# Problem description
In the records below, begin at the line that has "the dark grassy" and stop after the line that has "orange and pale"; quote those lines verbatim and nothing more.

# Entries supplied
%%

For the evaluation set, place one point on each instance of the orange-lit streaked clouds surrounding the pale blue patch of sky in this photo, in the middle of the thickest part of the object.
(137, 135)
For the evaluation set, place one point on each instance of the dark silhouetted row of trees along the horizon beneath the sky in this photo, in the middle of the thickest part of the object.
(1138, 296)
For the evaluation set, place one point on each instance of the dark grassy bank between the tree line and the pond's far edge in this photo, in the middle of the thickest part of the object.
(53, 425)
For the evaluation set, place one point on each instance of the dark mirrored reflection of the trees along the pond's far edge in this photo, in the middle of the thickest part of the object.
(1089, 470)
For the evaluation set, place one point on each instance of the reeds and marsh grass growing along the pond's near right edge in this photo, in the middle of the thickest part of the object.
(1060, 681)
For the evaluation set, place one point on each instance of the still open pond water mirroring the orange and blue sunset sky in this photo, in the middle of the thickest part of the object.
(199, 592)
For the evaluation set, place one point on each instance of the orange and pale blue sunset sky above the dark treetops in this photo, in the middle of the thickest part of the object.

%%
%%

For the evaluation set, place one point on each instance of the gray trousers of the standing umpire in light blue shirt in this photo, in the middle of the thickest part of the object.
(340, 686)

%%

# Result of this exercise
For the evaluation set, place one point on each instance of the dark grassy bank between the tree line and the pond's far edge in this photo, in the middle of the thickest part of the object.
(53, 425)
For the evaluation set, place one point on each instance of the dark mirrored reflection of the trees along the pond's far edge in this photo, in the middle of the thickest part of the object.
(1089, 470)
For the evaluation set, place one point on each instance of the reeds and marsh grass growing along the pond's near right edge in this photo, in the middle of the thickest part of the object.
(1060, 681)
For the evaluation set, place one point on each instance of the still open pond water mirroring the orange and blue sunset sky in this photo, in the middle of the thickest part of the object.
(199, 592)
For the evaluation set, place one point on each instance of the orange and pale blue sunset sky above the dark treetops in this photo, in the middle of the thickest part of the object.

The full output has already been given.